Segmentation data:
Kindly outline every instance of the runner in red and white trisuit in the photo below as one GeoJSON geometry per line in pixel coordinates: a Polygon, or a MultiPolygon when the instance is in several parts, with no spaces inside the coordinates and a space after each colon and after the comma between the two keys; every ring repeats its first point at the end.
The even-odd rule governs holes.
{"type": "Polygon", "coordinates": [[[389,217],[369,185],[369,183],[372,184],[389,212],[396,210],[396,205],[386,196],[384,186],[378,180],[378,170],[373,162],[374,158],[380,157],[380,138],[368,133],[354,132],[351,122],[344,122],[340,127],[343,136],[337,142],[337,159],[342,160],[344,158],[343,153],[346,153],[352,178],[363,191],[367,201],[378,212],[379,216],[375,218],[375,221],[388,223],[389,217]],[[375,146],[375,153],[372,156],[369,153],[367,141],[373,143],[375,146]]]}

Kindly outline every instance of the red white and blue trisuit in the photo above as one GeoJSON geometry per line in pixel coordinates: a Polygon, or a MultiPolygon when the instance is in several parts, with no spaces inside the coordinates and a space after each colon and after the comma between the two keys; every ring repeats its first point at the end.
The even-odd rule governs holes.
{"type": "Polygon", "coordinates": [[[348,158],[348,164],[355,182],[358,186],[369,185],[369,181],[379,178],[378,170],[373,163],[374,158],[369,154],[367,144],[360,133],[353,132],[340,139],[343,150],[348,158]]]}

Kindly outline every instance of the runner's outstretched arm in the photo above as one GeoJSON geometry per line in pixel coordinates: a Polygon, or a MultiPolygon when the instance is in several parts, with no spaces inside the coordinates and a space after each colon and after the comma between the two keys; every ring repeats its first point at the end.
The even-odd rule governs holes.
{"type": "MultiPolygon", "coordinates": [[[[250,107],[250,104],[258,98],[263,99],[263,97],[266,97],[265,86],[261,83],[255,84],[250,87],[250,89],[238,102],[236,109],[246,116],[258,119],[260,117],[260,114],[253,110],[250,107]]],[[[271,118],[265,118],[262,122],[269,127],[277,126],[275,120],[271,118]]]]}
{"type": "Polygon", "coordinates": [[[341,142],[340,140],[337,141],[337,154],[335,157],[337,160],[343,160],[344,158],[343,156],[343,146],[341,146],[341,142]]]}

◆ INSTRUCTIONS FOR THE TASK
Recast the lines above as a Markdown table with the columns "Row" and "Line", numbering each row and leaving out the blank lines.

◆ EXERCISE RESPONSE
| Row | Line |
|---|---|
| 1 | Kindly outline every instance of the runner in red and white trisuit in the photo below as one GeoJSON geometry per line in pixel coordinates: a Polygon, or a MultiPolygon when the instance is in several parts, with no spaces inside the coordinates and a space after each colon and after the comma between the two keys; every ring repeats its first point at the end. |
| 2 | The even-odd rule governs holes. |
| 3 | {"type": "Polygon", "coordinates": [[[389,217],[369,185],[369,183],[372,184],[389,212],[396,210],[396,205],[386,196],[384,186],[378,180],[378,170],[373,162],[374,158],[380,157],[380,138],[368,133],[354,132],[351,122],[344,122],[340,127],[343,136],[337,142],[337,159],[342,160],[344,158],[343,153],[346,153],[352,178],[363,191],[367,201],[378,212],[379,216],[375,218],[375,221],[388,223],[389,217]],[[375,146],[375,153],[372,156],[369,153],[367,141],[373,143],[375,146]]]} |
| 4 | Kindly outline every instance of the red white and blue trisuit in the photo above as one GeoJSON geometry per line in pixel coordinates: a Polygon, or a MultiPolygon when the instance is in several parts, with no spaces inside the coordinates and a space after each colon and after the comma between the two keys; every ring repeats its first point at the end. |
| 5 | The even-odd rule governs holes. |
| 6 | {"type": "Polygon", "coordinates": [[[348,158],[348,164],[355,182],[358,186],[369,185],[369,181],[379,178],[378,170],[373,163],[374,158],[369,154],[367,144],[360,133],[353,132],[340,139],[343,150],[348,158]]]} |
| 7 | Kindly outline every instance of the runner's outstretched arm in the photo above as one GeoJSON geometry per line in pixel coordinates: a Polygon, or a MultiPolygon when the instance is in several parts, with no spaces inside the coordinates and a space after each colon and after the comma between the two keys; every ring repeats its first point at the end. |
| 8 | The even-odd rule governs holes. |
| 9 | {"type": "MultiPolygon", "coordinates": [[[[250,107],[250,104],[258,98],[263,99],[263,97],[266,97],[265,86],[261,83],[255,84],[250,87],[250,89],[238,102],[236,109],[246,116],[258,119],[260,117],[260,114],[253,110],[250,107]]],[[[271,118],[265,118],[262,122],[269,127],[277,126],[275,120],[271,118]]]]} |
| 10 | {"type": "Polygon", "coordinates": [[[341,142],[340,140],[337,141],[337,154],[335,157],[337,160],[343,160],[344,158],[343,156],[343,146],[341,146],[341,142]]]} |